::: RECORDED INFORMATION :::

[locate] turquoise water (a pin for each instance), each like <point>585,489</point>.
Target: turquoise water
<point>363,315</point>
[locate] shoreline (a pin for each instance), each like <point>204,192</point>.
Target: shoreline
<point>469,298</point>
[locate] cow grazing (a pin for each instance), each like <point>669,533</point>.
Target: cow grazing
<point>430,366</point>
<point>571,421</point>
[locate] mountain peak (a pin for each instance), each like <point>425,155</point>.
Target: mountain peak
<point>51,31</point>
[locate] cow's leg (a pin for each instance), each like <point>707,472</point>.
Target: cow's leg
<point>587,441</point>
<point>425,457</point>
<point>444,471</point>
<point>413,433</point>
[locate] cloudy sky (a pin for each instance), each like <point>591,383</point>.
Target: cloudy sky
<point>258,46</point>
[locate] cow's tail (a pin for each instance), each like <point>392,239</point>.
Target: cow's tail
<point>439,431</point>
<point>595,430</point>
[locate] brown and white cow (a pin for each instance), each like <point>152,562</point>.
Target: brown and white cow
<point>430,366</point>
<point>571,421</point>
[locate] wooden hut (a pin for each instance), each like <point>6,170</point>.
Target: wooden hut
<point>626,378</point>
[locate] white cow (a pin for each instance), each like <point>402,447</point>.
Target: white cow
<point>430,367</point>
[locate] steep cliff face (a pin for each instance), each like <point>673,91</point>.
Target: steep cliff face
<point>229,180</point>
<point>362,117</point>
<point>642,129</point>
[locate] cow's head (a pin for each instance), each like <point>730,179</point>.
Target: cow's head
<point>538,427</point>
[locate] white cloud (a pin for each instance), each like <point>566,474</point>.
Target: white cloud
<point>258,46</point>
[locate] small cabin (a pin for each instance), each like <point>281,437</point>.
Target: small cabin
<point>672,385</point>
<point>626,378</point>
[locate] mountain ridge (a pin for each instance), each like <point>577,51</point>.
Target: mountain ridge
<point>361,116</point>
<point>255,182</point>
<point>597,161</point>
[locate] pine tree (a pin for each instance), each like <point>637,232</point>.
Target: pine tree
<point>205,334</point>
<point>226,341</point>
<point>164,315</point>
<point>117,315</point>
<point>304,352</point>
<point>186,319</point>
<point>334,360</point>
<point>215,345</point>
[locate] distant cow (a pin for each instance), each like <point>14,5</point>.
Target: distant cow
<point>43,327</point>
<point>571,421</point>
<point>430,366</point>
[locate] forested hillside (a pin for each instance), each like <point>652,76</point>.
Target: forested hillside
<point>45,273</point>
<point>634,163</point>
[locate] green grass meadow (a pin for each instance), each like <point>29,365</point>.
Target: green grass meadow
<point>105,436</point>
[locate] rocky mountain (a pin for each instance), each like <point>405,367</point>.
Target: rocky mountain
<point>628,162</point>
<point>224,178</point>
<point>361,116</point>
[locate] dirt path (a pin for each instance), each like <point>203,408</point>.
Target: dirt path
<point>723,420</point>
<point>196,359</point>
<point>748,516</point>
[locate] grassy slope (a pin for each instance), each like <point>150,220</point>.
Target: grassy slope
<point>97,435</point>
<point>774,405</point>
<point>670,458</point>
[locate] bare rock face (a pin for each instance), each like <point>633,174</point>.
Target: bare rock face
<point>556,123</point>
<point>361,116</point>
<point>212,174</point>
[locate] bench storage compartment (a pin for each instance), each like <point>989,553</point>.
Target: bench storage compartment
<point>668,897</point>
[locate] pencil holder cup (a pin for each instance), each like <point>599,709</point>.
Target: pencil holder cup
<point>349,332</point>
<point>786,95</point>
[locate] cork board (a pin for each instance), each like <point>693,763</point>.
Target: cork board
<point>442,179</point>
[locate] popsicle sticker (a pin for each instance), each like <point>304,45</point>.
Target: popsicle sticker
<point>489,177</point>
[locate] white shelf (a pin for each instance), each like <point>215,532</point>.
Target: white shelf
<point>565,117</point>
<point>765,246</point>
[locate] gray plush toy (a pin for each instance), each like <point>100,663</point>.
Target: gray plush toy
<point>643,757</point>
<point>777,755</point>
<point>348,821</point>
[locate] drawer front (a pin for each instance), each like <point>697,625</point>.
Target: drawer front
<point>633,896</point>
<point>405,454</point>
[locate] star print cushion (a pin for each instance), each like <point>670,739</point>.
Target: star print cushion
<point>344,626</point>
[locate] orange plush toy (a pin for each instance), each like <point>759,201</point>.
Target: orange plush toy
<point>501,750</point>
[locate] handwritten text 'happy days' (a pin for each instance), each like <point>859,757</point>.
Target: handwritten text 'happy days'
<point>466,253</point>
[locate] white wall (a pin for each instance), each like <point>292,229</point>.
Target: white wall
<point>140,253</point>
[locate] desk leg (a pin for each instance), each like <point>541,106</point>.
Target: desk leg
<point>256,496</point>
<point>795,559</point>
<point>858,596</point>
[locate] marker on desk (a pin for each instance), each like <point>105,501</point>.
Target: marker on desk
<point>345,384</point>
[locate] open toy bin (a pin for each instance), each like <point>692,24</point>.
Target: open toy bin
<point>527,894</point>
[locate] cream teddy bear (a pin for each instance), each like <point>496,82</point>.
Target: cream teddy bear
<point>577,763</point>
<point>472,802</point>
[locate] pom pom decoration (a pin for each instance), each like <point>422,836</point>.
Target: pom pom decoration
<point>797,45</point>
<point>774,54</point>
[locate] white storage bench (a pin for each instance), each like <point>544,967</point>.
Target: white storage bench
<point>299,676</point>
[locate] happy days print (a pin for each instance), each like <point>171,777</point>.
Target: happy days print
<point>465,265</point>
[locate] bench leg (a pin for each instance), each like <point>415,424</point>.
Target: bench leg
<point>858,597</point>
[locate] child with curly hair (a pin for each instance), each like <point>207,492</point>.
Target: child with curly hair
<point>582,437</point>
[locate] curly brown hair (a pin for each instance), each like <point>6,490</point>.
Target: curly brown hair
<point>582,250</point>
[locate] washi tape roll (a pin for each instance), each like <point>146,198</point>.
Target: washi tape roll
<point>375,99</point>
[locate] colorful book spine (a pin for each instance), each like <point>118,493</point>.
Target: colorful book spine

:::

[YOUR GOAL]:
Reproduce every item above word for word, line by line, from the first to the last.

[ANSWER IN FULL]:
[locate] turquoise water (a pin for each instance), each like <point>585,489</point>.
Target: turquoise water
<point>363,315</point>
[locate] shoreline (a pin for each instance), each like <point>204,192</point>.
Target: shoreline
<point>469,298</point>
[locate] cow grazing (a pin for each instance), each like <point>669,533</point>.
Target: cow grazing
<point>430,366</point>
<point>571,421</point>
[locate] mountain peak (a pin for each instance), each like <point>425,155</point>.
Target: mountain peak
<point>51,31</point>
[locate] cow's leg (a pin for each instance), each like <point>707,472</point>.
Target: cow's leg
<point>587,441</point>
<point>425,457</point>
<point>444,471</point>
<point>413,433</point>
[locate] cloudy sky (a pin for each instance), each like <point>591,383</point>.
Target: cloudy sky
<point>258,46</point>
[locate] cow's tail (a pin for each instance), each like <point>392,239</point>.
Target: cow's tail
<point>439,431</point>
<point>595,430</point>
[locate] brown and white cow (a pin for each instance), each like <point>152,562</point>.
Target: brown and white cow
<point>430,366</point>
<point>571,421</point>
[locate] wooden hut (a pin for each instance), each like <point>6,170</point>.
Target: wooden hut
<point>626,378</point>
[locate] white cow (a pin for each instance), each like <point>402,447</point>.
Target: white cow
<point>430,367</point>
[locate] steep cliff face (a pin for each instance), each like <point>673,91</point>.
Target: steep cliff face
<point>229,180</point>
<point>362,117</point>
<point>642,129</point>
[locate] cow's head (a pin for each instance), each like <point>730,179</point>.
Target: cow's head
<point>538,427</point>
[locate] white cloud (a pin for each instance), each like <point>566,474</point>.
Target: white cloud
<point>258,46</point>
[locate] small cabin (a pin for each instance), each like <point>281,437</point>.
Target: small cabin
<point>672,385</point>
<point>626,378</point>
[locate] mountain ridge (a pin for each instance), each like <point>577,51</point>.
Target: mountain ridge
<point>361,116</point>
<point>255,182</point>
<point>597,161</point>
[locate] pine tree (a pin for each instance), each like <point>637,232</point>.
Target: pine tree
<point>205,334</point>
<point>226,341</point>
<point>164,315</point>
<point>117,315</point>
<point>304,352</point>
<point>186,319</point>
<point>334,360</point>
<point>215,345</point>
[locate] distant cow (a pin for each instance), each like <point>14,5</point>.
Target: distant cow
<point>43,327</point>
<point>571,421</point>
<point>430,366</point>
[locate] forested hillside (a pin for each instance), each like <point>652,76</point>.
Target: forested hillside
<point>45,273</point>
<point>634,163</point>
[locate] green grass meadow (a pin for each instance), each like <point>29,365</point>.
Target: green grass meadow
<point>105,436</point>
[locate] rocky mountain (a pin for each instance), each like <point>405,367</point>.
Target: rocky mountain
<point>628,162</point>
<point>224,178</point>
<point>361,116</point>
[locate] dirt path (a pin for each instance), each like <point>203,408</point>.
Target: dirt path
<point>723,420</point>
<point>196,359</point>
<point>748,516</point>
[locate] grassy slope (a pin for each instance), each like <point>150,220</point>.
Target: grassy slope
<point>97,435</point>
<point>774,405</point>
<point>670,458</point>
[locate] bare rock face (a pin for each instance), each like <point>633,174</point>.
Target: bare rock face
<point>556,123</point>
<point>361,116</point>
<point>212,174</point>
[locate] bench storage compartment (a pin for each instance), each like <point>989,553</point>.
Target: bench storage compartment
<point>668,897</point>
[locate] pencil holder cup (a pin for each instance), each like <point>599,709</point>.
Target: pencil holder cup
<point>349,332</point>
<point>786,95</point>
[locate] cork board (a pin for each instance), each like <point>693,763</point>.
Target: cork board
<point>442,179</point>
[locate] popsicle sticker (a pin for each instance), each like <point>304,45</point>.
Target: popsicle sticker
<point>489,177</point>
[locate] white shelf (a pin for each instance), each like <point>215,532</point>.
Target: white shelf
<point>565,117</point>
<point>765,246</point>
[locate] gray plush toy (a pin for each instance), each like <point>100,663</point>.
Target: gray plush toy
<point>643,757</point>
<point>777,755</point>
<point>348,821</point>
[locate] drawer front (a pin for each instance), each like <point>697,625</point>.
Target: drawer front
<point>633,896</point>
<point>405,454</point>
[locate] star print cushion (a pin for each instance), each like <point>670,739</point>.
Target: star print cushion
<point>344,626</point>
[locate] orange plush toy (a pin for each instance), each like <point>759,201</point>.
Target: orange plush toy
<point>501,750</point>
[locate] handwritten text 'happy days' (a pin for each instance), each like <point>859,757</point>.
Target: handwritten text 'happy days'
<point>466,253</point>
[locate] white wall (a pin for each instance), each like <point>292,229</point>.
Target: white wall
<point>140,253</point>
[locate] desk leg (a pin for each instance), each like <point>541,106</point>.
Target: desk leg
<point>256,496</point>
<point>795,559</point>
<point>858,596</point>
[locate] marker on desk (a pin for each instance), each like <point>105,501</point>.
Target: marker on desk
<point>345,384</point>
[locate] open toy bin (a pin for each instance), each like <point>692,24</point>.
Target: open toy bin
<point>527,894</point>
[locate] cream teddy bear (a pin for each instance), each like <point>496,82</point>.
Target: cream teddy bear
<point>577,763</point>
<point>472,802</point>
[locate] pom pom decoration (a pin for each instance), each like <point>422,836</point>.
Target: pom pom decoration
<point>797,45</point>
<point>774,54</point>
[locate] white storage bench (a pin for each instance), each like <point>544,967</point>.
Target: white storage bench
<point>299,676</point>
[locate] happy days print (a pin for each instance), each like <point>171,777</point>.
Target: happy days print
<point>465,265</point>
[locate] bench leg (a pin for each instance), each like <point>415,424</point>.
Target: bench leg
<point>858,597</point>
[locate] child with curly hair (a pin for each instance), each like <point>207,492</point>.
Target: child with curly hair
<point>582,437</point>
[locate] curly brown hair (a pin for each instance), each like <point>6,490</point>.
Target: curly brown hair
<point>582,250</point>
[locate] washi tape roll (a pin for each instance), each like <point>146,198</point>.
Target: washi tape roll
<point>375,99</point>
[locate] colorful book spine (a pin for each instance), each like <point>118,493</point>.
Target: colorful book spine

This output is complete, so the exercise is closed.